> **Passage shown**
"""

Although some disabled people may qualify for Personal Independence Payment to help with extra costs associated with their disability, the costs associated with being online such as equipment, broadband connection and standing charges, still take this out of the reach of many.

And as we have highlighted, a significant number of disabled claimants need to appeal to a tribunal in order to successfully challenge decisions to refuse them Personal Independence Payment.

In addition, many online services are limited because they have been developed without taking these disabilities into consideration and even the most sophisticated software may not be able to help users.

The latest statistics (2016) from the Office of National Statistics show that 25% of disabled adults had never used the internet which translates to over

three million people. Across all age groups, the proportion of adults who were recent internet users was lower for those who are disabled, compared with those who are not.

Some disabled claimants may feel uncomfortable with teleconferencing, as they are not actually able to speak to a judge face-to-face. The experience of watching the tribunal panel on a computer screen or television monitor may make some individuals feel like the hearing is too impersonal.

The credibility of the disabled person can be a major part of a tribunal’s reasoning as to the correct disposal of their welfare benefit appeal. This can be especially so if they have mental impairments or physical issues that don't appear on x-rays or MRIs, such as fibromyalgia or chronic fatigue syndrome.

The cameras and television screens used in video hearings make it nearly impossible for the judge to “look claimants in the eye” to evaluate their credibility. In addition, for example a tribunal panel may fail to notice that a disabled claimant walked with a limp while entering the hearing room or that they appeared to be in pain while seated during the hearing.

It is unlikely that most disabled claimants will be able to access video conferencing from their own home. This will mean that they will need to travel to a Ministry of Justice facility to do so.

"""

> **Exercise details**
Pick up the passage on disabled claimants and video tribunal hearings after its final sentence and carry it forward. The listing that comes next is separate material, not part of the passage on disabled claimants and video tribunal hearings.

(Stored dataset items)
"""

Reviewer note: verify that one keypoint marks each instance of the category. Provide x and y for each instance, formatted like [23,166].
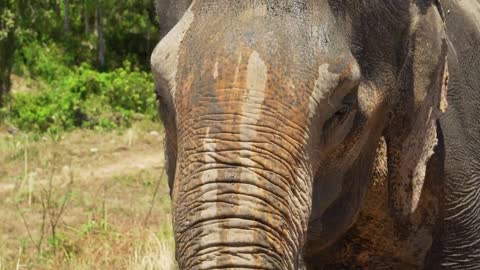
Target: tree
[7,46]
[66,17]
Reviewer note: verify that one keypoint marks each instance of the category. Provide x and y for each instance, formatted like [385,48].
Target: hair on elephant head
[273,111]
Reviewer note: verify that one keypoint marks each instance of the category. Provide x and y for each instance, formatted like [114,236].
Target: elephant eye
[346,107]
[340,123]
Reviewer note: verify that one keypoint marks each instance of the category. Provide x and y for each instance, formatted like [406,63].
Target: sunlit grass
[106,182]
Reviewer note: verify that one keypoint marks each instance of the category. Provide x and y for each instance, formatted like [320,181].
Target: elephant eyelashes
[340,123]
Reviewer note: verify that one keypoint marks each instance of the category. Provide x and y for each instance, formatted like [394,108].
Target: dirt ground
[85,200]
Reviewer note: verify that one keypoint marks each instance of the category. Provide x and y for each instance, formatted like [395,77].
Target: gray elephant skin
[322,134]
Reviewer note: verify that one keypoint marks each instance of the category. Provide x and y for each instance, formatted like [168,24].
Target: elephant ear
[169,12]
[411,132]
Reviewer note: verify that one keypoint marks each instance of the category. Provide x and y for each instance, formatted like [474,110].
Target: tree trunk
[7,49]
[100,36]
[66,24]
[85,20]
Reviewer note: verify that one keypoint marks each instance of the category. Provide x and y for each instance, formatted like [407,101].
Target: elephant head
[273,111]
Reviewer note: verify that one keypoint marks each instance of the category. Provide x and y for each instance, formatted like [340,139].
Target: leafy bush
[83,97]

"""

> **Response for this exercise**
However, we are concerned that there will be sufficient facilities available without the need for disabled people to travel a great distance to them.

In their joint statement paper Transforming Our Justice System, the Lord Chancellor, the Lord Chief Justice and the Senior President of Tribunals state –

“As the courts and tribunals are modernised we will need fewer buildings, used more efficiently with courtrooms which are more adaptable. In many cases, attending hearings in person will only be needed where there is no other alternative; parties will be able to engage virtually or online rather than have to take time to attend hearings in person.

We currently have over 400 court and tribunal buildings, many of them old, small, inefficient, yet expensive to maintain. In 2014-15, around half (48%) of courts and tribunals were used for less than half of the time. Many will be closed over the next four years to fund investment in fewer, more modern buildings that can better serve people’s needs. “

Any such investment in more modern buildings must ensure that such new properties are fully accessible. However, given the restrictions on many disabled people being able to access video conferencing from home, they must be of sufficient number and geographical spread to ensure that disabled people are not required to travel great distances to them.

If, as is likely, many disabled claimants will not be able to even access video conferencing without travelling to a Ministry of Justice building to do so it seems to negate any advantage to them of travelling to participate in a face-to-face oral hearing as happens now.

We acknowledge that the joint statement continues –

“Although, in Great Britain, 86 per cent of homes had internet access in 2015, only 49 per cent of households with one adult aged 65 or over had internet access. One in ten adults, including a quarter of disabled adults, have never used the internet. Research shows that there is a small core of non-internet users who do not intend to get connected.

We will provide support for those who cannot access services digitally, or who need help to do so. In designing different services, we will always tailor the support around the needs of those who will use them.”

However, while we welcome this above commitment, there is no detail of how it is proposed that it will be achieved.

We would submit that before any restriction in building or other provision that current disabled tribunal users are consulted as to what their needs will be in accessing remote digital services.

The joint statement also says that –

“In the next 18 months, online dispute resolution will be tested in Social Security & Child Support hearings, with people making their appeal and receiving a response online, and tribunal judges providing dispute resolution through “continuous online hearings”.

This ongoing process will enable judges to gather evidence and make informed decisions at a pace that is right for the case and the parties.”

We welcome the proposal to test online dispute resolution Social Security and Child Support hearings over an 18-month period.

However, we would submit that disabled people and disability organisations must be fully involved in both the design and evaluation of such tests.

If the design of these tests is not aware of the needs of disabled people in the accessing and use of online technology, then its results are bound to be inadequate.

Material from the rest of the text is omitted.